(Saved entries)
- - -
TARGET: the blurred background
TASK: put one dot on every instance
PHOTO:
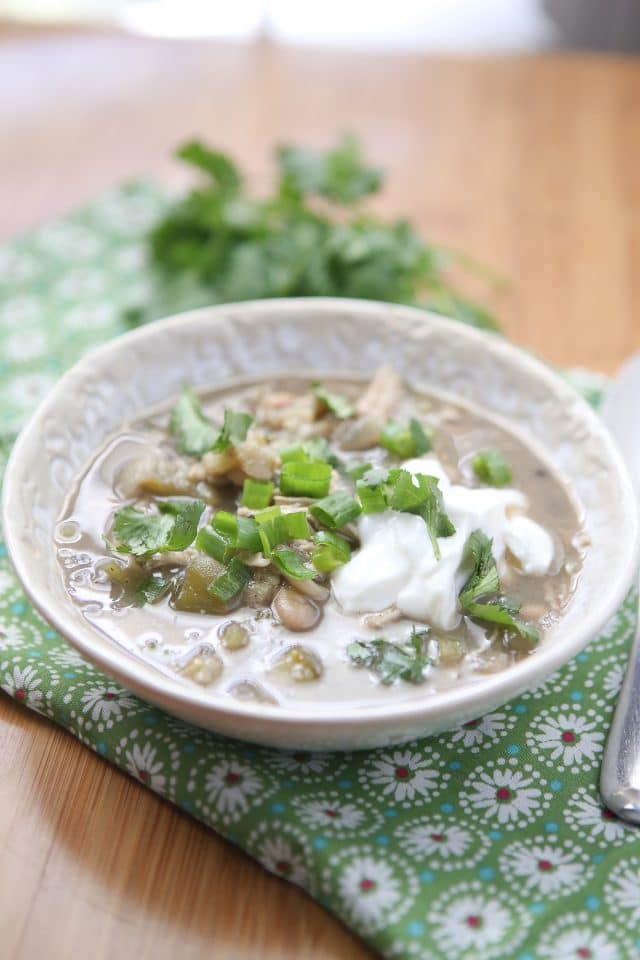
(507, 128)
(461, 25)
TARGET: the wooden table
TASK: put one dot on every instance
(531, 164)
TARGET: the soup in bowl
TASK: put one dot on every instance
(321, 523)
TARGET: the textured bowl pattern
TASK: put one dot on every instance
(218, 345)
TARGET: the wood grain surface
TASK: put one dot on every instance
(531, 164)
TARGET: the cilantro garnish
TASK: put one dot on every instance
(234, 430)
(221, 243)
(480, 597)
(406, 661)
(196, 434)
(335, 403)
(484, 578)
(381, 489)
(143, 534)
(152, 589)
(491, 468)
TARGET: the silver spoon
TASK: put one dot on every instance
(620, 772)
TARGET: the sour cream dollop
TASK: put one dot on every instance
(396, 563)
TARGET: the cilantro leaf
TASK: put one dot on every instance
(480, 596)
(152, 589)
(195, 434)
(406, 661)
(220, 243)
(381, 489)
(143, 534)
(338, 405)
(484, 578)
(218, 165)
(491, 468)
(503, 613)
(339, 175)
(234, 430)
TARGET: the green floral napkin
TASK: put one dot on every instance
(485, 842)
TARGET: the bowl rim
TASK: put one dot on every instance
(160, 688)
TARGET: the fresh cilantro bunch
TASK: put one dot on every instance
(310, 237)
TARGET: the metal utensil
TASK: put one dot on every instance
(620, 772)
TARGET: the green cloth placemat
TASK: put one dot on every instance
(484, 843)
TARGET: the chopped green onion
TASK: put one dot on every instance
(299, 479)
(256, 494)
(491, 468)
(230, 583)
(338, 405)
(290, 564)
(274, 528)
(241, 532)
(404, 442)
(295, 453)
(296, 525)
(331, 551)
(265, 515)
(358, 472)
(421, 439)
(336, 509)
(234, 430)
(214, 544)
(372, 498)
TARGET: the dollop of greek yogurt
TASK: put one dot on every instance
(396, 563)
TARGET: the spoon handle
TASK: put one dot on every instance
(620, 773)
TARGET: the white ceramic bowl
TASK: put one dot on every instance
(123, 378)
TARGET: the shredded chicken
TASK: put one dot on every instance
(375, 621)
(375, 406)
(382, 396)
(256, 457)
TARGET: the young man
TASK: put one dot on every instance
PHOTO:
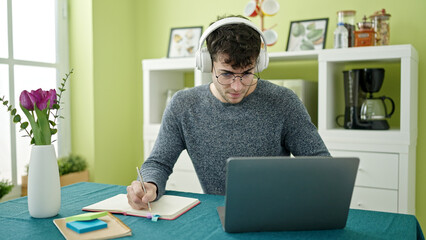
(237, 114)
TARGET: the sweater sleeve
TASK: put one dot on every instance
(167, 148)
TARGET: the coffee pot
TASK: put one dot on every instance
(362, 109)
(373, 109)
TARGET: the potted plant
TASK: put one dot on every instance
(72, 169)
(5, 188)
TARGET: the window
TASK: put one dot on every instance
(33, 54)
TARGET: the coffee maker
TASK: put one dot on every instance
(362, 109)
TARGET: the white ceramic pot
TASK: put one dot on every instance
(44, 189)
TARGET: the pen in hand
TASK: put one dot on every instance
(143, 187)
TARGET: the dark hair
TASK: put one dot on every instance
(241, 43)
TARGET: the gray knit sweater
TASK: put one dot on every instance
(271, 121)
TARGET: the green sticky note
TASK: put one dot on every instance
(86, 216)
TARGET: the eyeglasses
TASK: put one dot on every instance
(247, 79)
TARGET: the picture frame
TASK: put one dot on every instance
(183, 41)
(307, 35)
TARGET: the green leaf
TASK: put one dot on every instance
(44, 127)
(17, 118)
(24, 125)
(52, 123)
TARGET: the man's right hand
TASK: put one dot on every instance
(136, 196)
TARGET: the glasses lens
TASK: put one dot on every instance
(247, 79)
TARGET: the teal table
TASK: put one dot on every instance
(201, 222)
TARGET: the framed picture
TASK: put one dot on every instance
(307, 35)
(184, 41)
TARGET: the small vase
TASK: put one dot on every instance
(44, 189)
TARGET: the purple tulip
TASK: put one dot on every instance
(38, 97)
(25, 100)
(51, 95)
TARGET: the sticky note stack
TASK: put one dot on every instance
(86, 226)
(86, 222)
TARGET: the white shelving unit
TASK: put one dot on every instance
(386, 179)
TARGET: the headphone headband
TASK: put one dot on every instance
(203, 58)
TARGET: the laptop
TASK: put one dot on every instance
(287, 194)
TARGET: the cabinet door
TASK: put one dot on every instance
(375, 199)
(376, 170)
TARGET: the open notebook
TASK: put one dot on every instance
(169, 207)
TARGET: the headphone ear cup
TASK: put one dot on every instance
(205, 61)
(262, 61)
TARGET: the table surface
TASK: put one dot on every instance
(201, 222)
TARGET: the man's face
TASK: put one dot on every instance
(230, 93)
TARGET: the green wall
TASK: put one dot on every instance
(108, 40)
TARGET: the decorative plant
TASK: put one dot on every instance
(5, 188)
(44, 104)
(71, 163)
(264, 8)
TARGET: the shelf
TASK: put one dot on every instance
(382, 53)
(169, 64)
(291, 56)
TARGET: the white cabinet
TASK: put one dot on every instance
- - -
**PROBLEM**
Set down every entry exactly as it appears, but skip the pictures.

**REPLY TO THE TASK**
TARGET: the blurred background
TASK: put one dot on every instance
PHOTO:
(507, 128)
(461, 25)
TARGET: the wooden table
TASK: put one dot on every instance
(531, 164)
TARGET: the soup in bowl
TASK: put one dot on every instance
(321, 523)
TARGET: the textured bowl pattern
TASK: put one dot on every instance
(218, 345)
TARGET: the wood grain surface
TASK: put one dot on every instance
(531, 164)
TARGET: the cilantro garnish
TASK: put one dot on every instance
(234, 430)
(221, 243)
(480, 597)
(406, 661)
(196, 434)
(335, 403)
(484, 578)
(381, 489)
(143, 534)
(152, 589)
(491, 468)
TARGET: the silver spoon
TASK: put one dot on every instance
(620, 772)
TARGET: the sour cream dollop
TASK: put one dot on every instance
(396, 563)
TARGET: the cilantro leaf
TASK: put one dot on every instance
(480, 596)
(152, 589)
(195, 434)
(406, 661)
(220, 243)
(381, 489)
(143, 534)
(338, 405)
(484, 578)
(218, 165)
(491, 468)
(503, 613)
(339, 175)
(234, 430)
TARGET: the green floral napkin
TASK: put one dot on every instance
(485, 842)
TARGET: the bowl rim
TASK: put one dot on every instance
(160, 688)
TARGET: the fresh cilantro bunch
TASK: put one dot on every instance
(310, 237)
TARGET: the metal utensil
TASK: put one dot on every instance
(620, 772)
TARGET: the green cloth placemat
TASK: put one dot on every instance
(484, 843)
TARGET: the chopped green onion
TASK: put one dot on every instance
(299, 479)
(256, 494)
(491, 468)
(230, 583)
(338, 405)
(290, 564)
(274, 528)
(241, 532)
(404, 442)
(295, 453)
(296, 525)
(331, 551)
(265, 515)
(358, 472)
(421, 439)
(336, 509)
(234, 430)
(214, 544)
(372, 498)
TARGET: the dollop of greek yogurt
TASK: put one dot on every instance
(396, 563)
TARGET: the spoon handle
TASK: put one dot on every instance
(620, 773)
TARGET: the white ceramic bowl
TASK: put one dot on every instance
(123, 378)
TARGET: the shredded chicken
TASK: put one dot on every instance
(375, 621)
(375, 406)
(382, 396)
(256, 457)
TARGET: the young man
TASK: put one dot on every instance
PHOTO:
(237, 114)
TARGET: the sweater sleeve
TASK: put one dot on every instance
(167, 148)
TARGET: the coffee pot
TASK: put one dot on every instance
(362, 109)
(373, 109)
TARGET: the potted plant
TASK: put one dot on every instance
(72, 169)
(5, 188)
TARGET: the window
TASK: put one dot on every instance
(33, 54)
TARGET: the coffee maker
TASK: put one dot on every instance
(362, 109)
TARGET: the white ceramic pot
TASK: put one dot on every instance
(44, 189)
TARGET: the pen in hand
TASK: put one dot on every instance
(143, 187)
TARGET: the dark hair
TASK: put one dot on every instance
(241, 43)
TARGET: the gray knit sweater
TASK: put one dot on every instance
(271, 121)
TARGET: the green sticky note
TASK: put one dot on every instance
(86, 216)
TARGET: the eyeglasses
TASK: put one dot on every instance
(247, 79)
TARGET: the picture frame
TASK: put one dot on every instance
(183, 41)
(307, 35)
TARGET: the green leaf
TASK: put one dot on every instance
(44, 127)
(17, 118)
(24, 125)
(52, 123)
TARGET: the man's right hand
TASK: put one dot on every instance
(136, 196)
TARGET: the glasses lens
TASK: put one dot on every instance
(247, 79)
TARGET: the teal table
TASK: put one dot on every instance
(201, 222)
TARGET: the framed picture
TASK: put one dot on every instance
(307, 35)
(184, 41)
TARGET: the small vase
TASK: put one dot on every instance
(44, 189)
TARGET: the purple tulip
TASK: put one dot on every instance
(38, 97)
(25, 100)
(51, 95)
TARGET: the sticky note stack
TASK: put one dot on every instance
(86, 226)
(86, 222)
TARGET: the white shelving unit
TASK: put one dot on every instance
(386, 179)
TARGET: the headphone headband
TASK: put one dot on every instance
(203, 58)
TARGET: the laptop
TASK: put one dot on every instance
(287, 194)
TARGET: the cabinet door
TASK: put one dot on every instance
(375, 199)
(376, 170)
TARGET: the open notebook
TASK: put one dot on every instance
(169, 207)
TARGET: the headphone ear cup
TASK: put one dot on every instance
(205, 61)
(262, 61)
TARGET: the table surface
TASK: put one dot on every instance
(201, 222)
TARGET: the man's face
TASK: put one dot on every instance
(230, 93)
TARGET: the green wall
TASK: put one dot on every instance
(108, 40)
TARGET: the decorative plant
TASK: put one dot on every instance
(5, 188)
(44, 104)
(71, 163)
(264, 8)
TARGET: the shelf
TASK: put one dot on every instance
(382, 53)
(169, 64)
(291, 56)
TARGET: the white cabinet
TASK: put one dot on every instance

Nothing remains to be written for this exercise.